= What this task involves =
Extract every line of the rows below that contains the word "grain", matching its case exactly.

== Records supplied

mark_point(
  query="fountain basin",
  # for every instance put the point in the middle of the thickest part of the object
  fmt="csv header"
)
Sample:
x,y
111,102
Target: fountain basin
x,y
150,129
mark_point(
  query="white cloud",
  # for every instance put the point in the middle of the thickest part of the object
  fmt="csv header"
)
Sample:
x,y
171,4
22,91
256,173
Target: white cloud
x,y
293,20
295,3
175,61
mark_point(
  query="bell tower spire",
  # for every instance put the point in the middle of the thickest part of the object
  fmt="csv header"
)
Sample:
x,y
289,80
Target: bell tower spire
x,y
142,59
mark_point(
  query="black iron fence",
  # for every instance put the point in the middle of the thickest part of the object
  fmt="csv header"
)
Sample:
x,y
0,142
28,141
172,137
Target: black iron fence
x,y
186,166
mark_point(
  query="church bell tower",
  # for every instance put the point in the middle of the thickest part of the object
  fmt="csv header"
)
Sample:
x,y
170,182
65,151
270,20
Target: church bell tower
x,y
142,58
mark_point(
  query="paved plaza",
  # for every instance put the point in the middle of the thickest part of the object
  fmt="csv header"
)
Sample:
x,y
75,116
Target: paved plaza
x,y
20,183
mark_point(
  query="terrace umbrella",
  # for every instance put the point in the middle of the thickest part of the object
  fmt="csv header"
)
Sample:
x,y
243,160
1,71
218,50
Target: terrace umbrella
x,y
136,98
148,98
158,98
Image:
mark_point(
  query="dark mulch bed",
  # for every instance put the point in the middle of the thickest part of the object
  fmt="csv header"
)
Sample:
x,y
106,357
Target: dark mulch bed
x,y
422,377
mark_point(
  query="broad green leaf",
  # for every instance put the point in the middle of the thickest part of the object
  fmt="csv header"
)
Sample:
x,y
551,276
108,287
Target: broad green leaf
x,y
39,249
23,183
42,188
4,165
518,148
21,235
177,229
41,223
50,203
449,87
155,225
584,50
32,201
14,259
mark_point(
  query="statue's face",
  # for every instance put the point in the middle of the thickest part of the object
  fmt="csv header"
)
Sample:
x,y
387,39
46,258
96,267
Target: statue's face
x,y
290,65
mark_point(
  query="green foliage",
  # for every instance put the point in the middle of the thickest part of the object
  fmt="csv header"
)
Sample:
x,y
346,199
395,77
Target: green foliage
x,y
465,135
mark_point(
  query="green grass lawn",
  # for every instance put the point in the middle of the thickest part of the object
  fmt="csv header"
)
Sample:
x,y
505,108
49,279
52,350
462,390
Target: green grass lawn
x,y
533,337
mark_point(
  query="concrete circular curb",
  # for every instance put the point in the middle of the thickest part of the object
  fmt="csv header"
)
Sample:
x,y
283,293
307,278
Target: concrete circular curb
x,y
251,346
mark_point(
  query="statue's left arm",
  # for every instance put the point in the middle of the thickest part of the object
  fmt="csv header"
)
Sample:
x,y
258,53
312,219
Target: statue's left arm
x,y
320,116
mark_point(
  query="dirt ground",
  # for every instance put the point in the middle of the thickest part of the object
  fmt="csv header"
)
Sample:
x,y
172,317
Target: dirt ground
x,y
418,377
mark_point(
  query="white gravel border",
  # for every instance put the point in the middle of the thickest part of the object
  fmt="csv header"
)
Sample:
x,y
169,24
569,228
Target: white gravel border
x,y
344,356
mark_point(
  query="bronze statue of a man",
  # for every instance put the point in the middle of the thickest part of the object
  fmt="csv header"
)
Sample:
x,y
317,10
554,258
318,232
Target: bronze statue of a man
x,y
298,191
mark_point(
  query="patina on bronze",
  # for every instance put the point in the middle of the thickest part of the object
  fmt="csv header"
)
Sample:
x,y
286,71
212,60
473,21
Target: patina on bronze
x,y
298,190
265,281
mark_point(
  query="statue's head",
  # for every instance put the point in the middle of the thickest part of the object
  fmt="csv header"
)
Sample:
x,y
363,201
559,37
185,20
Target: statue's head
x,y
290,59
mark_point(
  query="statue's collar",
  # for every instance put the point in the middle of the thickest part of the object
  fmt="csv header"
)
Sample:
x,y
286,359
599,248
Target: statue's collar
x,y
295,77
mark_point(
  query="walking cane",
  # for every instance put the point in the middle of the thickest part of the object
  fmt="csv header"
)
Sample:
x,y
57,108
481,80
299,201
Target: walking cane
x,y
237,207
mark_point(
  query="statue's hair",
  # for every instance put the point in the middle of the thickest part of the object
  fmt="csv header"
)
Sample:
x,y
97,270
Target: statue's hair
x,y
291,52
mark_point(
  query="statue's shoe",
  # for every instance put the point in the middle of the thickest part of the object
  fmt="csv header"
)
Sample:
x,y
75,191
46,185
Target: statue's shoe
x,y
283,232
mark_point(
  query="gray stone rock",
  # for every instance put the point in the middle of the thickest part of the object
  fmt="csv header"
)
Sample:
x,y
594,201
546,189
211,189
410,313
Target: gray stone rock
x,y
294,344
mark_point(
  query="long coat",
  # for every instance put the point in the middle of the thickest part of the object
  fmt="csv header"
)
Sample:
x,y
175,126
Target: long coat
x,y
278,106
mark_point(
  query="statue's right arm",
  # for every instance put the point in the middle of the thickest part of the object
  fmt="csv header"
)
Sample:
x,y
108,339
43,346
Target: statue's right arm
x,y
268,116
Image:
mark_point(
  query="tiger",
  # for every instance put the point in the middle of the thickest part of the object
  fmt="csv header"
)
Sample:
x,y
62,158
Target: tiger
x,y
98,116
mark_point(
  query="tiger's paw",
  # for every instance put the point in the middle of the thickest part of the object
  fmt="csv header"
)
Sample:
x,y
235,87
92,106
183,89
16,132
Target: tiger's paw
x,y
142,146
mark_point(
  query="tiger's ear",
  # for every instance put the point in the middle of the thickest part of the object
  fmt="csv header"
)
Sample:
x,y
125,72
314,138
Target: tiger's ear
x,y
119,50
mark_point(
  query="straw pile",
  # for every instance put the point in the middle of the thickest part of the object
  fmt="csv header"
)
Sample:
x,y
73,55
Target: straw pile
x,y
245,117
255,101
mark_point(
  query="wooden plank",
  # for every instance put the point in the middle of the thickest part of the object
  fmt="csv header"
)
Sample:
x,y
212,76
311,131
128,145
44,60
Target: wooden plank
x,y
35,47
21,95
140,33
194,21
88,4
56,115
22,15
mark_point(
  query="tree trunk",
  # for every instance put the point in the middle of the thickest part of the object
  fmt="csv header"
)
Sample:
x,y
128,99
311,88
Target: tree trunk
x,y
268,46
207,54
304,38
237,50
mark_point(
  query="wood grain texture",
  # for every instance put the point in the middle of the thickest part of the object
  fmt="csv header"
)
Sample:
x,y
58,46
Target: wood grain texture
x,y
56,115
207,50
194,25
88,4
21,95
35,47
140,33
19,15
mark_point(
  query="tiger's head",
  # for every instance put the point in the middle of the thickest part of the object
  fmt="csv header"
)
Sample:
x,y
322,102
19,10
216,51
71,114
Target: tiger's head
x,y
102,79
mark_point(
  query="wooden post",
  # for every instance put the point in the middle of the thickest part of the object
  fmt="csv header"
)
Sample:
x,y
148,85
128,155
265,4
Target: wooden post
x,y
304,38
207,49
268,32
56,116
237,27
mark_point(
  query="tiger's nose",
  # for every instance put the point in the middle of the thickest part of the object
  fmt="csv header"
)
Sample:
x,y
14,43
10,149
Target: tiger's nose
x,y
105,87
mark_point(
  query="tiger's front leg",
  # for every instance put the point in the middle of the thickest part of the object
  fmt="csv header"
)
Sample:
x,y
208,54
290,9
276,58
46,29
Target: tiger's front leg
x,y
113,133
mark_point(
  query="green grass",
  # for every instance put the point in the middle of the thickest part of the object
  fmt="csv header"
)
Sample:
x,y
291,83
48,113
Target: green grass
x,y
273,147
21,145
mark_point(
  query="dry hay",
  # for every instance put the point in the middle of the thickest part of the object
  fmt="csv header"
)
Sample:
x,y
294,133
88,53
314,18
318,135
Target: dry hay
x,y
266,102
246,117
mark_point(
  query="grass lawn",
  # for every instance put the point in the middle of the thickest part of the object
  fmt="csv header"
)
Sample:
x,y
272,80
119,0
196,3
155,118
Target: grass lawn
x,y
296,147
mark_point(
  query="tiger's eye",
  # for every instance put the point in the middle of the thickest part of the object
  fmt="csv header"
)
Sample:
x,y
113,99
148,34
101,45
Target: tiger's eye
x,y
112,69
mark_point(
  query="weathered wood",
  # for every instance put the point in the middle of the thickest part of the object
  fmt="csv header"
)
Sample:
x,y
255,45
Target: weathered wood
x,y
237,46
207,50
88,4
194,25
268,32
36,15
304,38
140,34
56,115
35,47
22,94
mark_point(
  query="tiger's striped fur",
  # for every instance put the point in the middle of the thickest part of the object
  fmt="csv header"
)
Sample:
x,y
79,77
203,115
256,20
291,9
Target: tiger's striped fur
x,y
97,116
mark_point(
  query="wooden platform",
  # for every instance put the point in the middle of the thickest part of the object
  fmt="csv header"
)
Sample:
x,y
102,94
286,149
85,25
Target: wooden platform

====

= The answer =
  query="wood grain texture",
Target: wood grain texture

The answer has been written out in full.